=== DATA RECORDS ===

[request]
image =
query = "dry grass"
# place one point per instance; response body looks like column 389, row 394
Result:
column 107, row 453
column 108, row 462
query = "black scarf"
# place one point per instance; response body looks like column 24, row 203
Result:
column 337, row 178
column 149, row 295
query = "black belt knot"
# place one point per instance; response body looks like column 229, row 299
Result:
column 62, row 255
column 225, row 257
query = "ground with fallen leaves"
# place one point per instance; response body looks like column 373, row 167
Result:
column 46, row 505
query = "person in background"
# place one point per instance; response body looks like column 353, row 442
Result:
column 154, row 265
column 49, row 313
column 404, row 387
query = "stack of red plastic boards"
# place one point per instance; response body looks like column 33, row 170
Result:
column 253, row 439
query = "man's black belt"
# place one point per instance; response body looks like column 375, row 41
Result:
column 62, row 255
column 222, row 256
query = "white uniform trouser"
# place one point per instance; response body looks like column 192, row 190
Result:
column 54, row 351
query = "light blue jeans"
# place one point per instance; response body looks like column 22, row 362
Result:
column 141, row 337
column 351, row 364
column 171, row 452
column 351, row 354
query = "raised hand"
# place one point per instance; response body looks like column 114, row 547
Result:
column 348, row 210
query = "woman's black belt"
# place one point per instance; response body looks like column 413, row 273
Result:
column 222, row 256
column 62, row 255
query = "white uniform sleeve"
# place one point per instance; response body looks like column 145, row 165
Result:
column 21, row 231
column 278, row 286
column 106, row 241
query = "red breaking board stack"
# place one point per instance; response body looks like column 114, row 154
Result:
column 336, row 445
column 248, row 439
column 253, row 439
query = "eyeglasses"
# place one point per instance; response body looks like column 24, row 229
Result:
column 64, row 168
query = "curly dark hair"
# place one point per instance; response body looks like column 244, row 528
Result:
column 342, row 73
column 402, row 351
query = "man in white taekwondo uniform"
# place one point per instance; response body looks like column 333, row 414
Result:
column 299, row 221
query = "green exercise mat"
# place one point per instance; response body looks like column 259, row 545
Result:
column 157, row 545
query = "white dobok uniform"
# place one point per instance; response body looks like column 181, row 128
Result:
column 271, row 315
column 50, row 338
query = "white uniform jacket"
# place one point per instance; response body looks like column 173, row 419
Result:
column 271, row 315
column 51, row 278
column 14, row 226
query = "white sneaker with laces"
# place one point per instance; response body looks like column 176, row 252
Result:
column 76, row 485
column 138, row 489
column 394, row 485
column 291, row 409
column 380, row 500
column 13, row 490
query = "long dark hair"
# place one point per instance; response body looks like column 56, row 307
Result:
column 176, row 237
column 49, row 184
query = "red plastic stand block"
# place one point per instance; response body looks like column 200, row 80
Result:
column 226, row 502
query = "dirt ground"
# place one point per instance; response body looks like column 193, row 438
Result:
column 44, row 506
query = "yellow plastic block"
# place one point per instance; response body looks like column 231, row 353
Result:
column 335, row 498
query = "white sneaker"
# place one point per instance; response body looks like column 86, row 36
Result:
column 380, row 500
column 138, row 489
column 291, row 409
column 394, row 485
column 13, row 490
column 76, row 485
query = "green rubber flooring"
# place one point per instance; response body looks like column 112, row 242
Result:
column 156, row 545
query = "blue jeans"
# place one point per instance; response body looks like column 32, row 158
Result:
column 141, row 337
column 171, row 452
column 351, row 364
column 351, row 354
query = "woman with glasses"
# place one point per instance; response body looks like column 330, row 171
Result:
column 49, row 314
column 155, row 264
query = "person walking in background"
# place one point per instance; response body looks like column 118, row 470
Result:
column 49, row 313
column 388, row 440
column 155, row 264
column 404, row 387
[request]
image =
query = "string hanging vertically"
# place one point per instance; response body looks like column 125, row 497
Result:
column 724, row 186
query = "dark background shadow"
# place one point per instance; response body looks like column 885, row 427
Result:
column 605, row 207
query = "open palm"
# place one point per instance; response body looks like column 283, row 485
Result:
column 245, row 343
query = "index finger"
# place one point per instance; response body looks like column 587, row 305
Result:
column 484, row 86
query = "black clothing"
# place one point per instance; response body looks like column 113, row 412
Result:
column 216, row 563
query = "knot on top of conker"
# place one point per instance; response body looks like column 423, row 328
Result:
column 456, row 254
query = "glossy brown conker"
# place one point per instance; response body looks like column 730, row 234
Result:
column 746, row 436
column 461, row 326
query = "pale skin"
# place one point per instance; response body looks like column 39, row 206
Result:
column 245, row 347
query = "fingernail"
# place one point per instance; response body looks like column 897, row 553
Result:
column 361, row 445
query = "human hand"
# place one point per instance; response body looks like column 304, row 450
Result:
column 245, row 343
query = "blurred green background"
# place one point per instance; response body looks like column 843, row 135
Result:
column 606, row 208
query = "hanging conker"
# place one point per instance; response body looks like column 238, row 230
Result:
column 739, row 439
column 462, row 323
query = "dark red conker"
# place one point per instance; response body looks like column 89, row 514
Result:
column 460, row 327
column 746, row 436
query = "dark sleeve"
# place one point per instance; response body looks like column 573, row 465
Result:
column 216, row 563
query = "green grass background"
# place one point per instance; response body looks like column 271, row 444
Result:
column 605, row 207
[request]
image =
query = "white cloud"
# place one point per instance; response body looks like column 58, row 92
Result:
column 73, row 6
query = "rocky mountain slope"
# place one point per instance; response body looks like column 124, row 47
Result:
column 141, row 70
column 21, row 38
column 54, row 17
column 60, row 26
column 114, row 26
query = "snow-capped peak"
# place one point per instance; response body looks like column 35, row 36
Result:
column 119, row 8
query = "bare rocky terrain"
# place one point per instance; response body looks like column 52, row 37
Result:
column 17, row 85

===

• **ACTIVITY**: Your reply should consist of all the records, set down exactly.

• **WRITTEN RESPONSE**:
[request]
image =
query = "dry grass"
# place one point per instance; response body looks like column 389, row 394
Result:
column 107, row 453
column 108, row 462
query = "black scarf"
# place one point per instance; response body looks like column 24, row 203
Result:
column 337, row 178
column 149, row 295
query = "black belt knot"
# place one point per instance; response body looks like column 229, row 299
Result:
column 62, row 255
column 225, row 257
query = "ground with fallen leaves"
# place one point per instance; response body looks like column 373, row 167
Result:
column 46, row 505
query = "person in background"
# place one point per instance; response body looks like column 353, row 442
Result:
column 154, row 265
column 49, row 313
column 404, row 387
query = "stack of red plastic boards"
# place one point per instance; response body looks like column 33, row 170
Result:
column 253, row 439
query = "man's black belt"
# place one point per instance; response body looks like column 375, row 41
Result:
column 62, row 255
column 222, row 256
query = "white uniform trouser"
# place one point per instance; response body looks like column 192, row 190
Result:
column 54, row 351
query = "light blue jeans"
# place one point per instance; response body looks like column 22, row 362
Result:
column 141, row 337
column 351, row 364
column 171, row 452
column 351, row 354
query = "raised hand"
# place one point per instance; response body looks like column 114, row 547
Result:
column 348, row 210
query = "woman's black belt"
# place one point per instance; response body looks like column 413, row 273
Result:
column 222, row 256
column 62, row 255
query = "white uniform sleeve"
# place one point per instance; response body looks like column 145, row 165
Result:
column 21, row 231
column 278, row 286
column 106, row 241
query = "red breaking board stack"
# place one point per instance; response body looks like column 114, row 154
Result:
column 336, row 445
column 248, row 439
column 253, row 439
query = "eyeglasses"
# place one point per instance; response body looks like column 24, row 229
Result:
column 64, row 168
query = "curly dark hair"
# place one point per instance; response body looks like column 244, row 528
Result:
column 342, row 73
column 402, row 351
query = "man in white taekwondo uniform"
# place one point per instance; response body looks like column 333, row 414
Result:
column 299, row 221
query = "green exercise mat"
# place one point per instance; response body looks like column 259, row 545
Result:
column 157, row 545
query = "white dobok uniform"
# place one point per instance; response body looks like column 181, row 128
Result:
column 271, row 315
column 50, row 338
query = "white uniform jacket"
# place one point per instance; response body looks like column 173, row 419
Result:
column 271, row 315
column 51, row 278
column 14, row 226
query = "white sneaker with laces"
# place one point per instance; response body looks like column 176, row 252
Result:
column 76, row 485
column 138, row 489
column 394, row 485
column 291, row 409
column 380, row 500
column 13, row 490
query = "long dark hair"
# place one point per instance; response body looks like column 56, row 307
Result:
column 176, row 237
column 49, row 184
query = "red plastic stand block"
# place one point per instance; response body looks like column 200, row 80
Result:
column 226, row 502
query = "dirt ground"
# place one point per instance; response body looks like column 193, row 438
Result:
column 44, row 506
query = "yellow plastic block"
# place one point per instance; response body looks like column 231, row 353
Result:
column 335, row 498
query = "white sneaker"
# place one point per instance; response body looks like column 86, row 36
Result:
column 380, row 500
column 138, row 489
column 291, row 409
column 394, row 485
column 13, row 490
column 76, row 485
query = "green rubber flooring"
# place one point per instance; response body looks like column 112, row 242
Result:
column 156, row 545
query = "blue jeans"
# place one point per instance; response body looks like column 32, row 158
Result:
column 141, row 337
column 171, row 452
column 351, row 364
column 351, row 354
query = "woman with glasses"
# place one point per instance; response body looks like column 330, row 171
Result:
column 49, row 314
column 155, row 264
query = "person walking in background"
# place one point per instance; response body looks like column 118, row 470
Result:
column 49, row 313
column 388, row 440
column 155, row 264
column 404, row 387
[request]
image =
query = "string hanging vertically"
# place one point per instance; response body looks like column 125, row 497
Result:
column 724, row 186
query = "dark background shadow"
# place one point per instance; response body looks like column 885, row 427
Result:
column 605, row 207
query = "open palm"
# place one point per instance; response body looks like column 283, row 485
Result:
column 245, row 343
query = "index finger"
# place one point per instance; response body looks like column 587, row 305
Result:
column 484, row 86
query = "black clothing"
# place one point per instance; response body looks like column 113, row 412
Result:
column 216, row 563
query = "knot on top of conker"
# place one point per instance; response body looks like column 423, row 328
Result:
column 456, row 254
query = "glossy brown conker"
# place one point per instance; response body looks like column 730, row 234
Result:
column 746, row 436
column 461, row 326
query = "pale skin"
# place one point per instance; response body looks like column 39, row 206
Result:
column 245, row 347
query = "fingernail"
# place one point per instance; response body looks like column 897, row 553
Result:
column 361, row 445
query = "human hand"
# place one point per instance; response body looks like column 304, row 450
Result:
column 245, row 343
query = "blurred green background"
# place one point per instance; response body looks like column 843, row 135
Result:
column 606, row 208
query = "hanging conker"
# place one point per instance; response body looks like column 238, row 230
Result:
column 739, row 439
column 462, row 323
query = "dark red conker"
# place one point per instance; response body looks like column 89, row 514
Result:
column 460, row 327
column 746, row 436
query = "dark sleeve"
# place one point per instance; response body looks like column 573, row 465
Result:
column 216, row 563
query = "green grass background"
# place one point per instance; response body looks like column 271, row 444
Result:
column 605, row 207
[request]
image =
query = "white cloud"
# place one point per instance; response body looks like column 58, row 92
Result:
column 73, row 6
query = "rocky mountain slope"
# place one point per instance; response body looks like column 124, row 47
Result:
column 141, row 70
column 21, row 38
column 54, row 17
column 60, row 26
column 114, row 26
query = "snow-capped peak"
# place one point per instance; response body looks like column 35, row 36
Result:
column 119, row 8
query = "bare rocky terrain"
# place one point per instance; response body looks like column 52, row 37
Result:
column 17, row 85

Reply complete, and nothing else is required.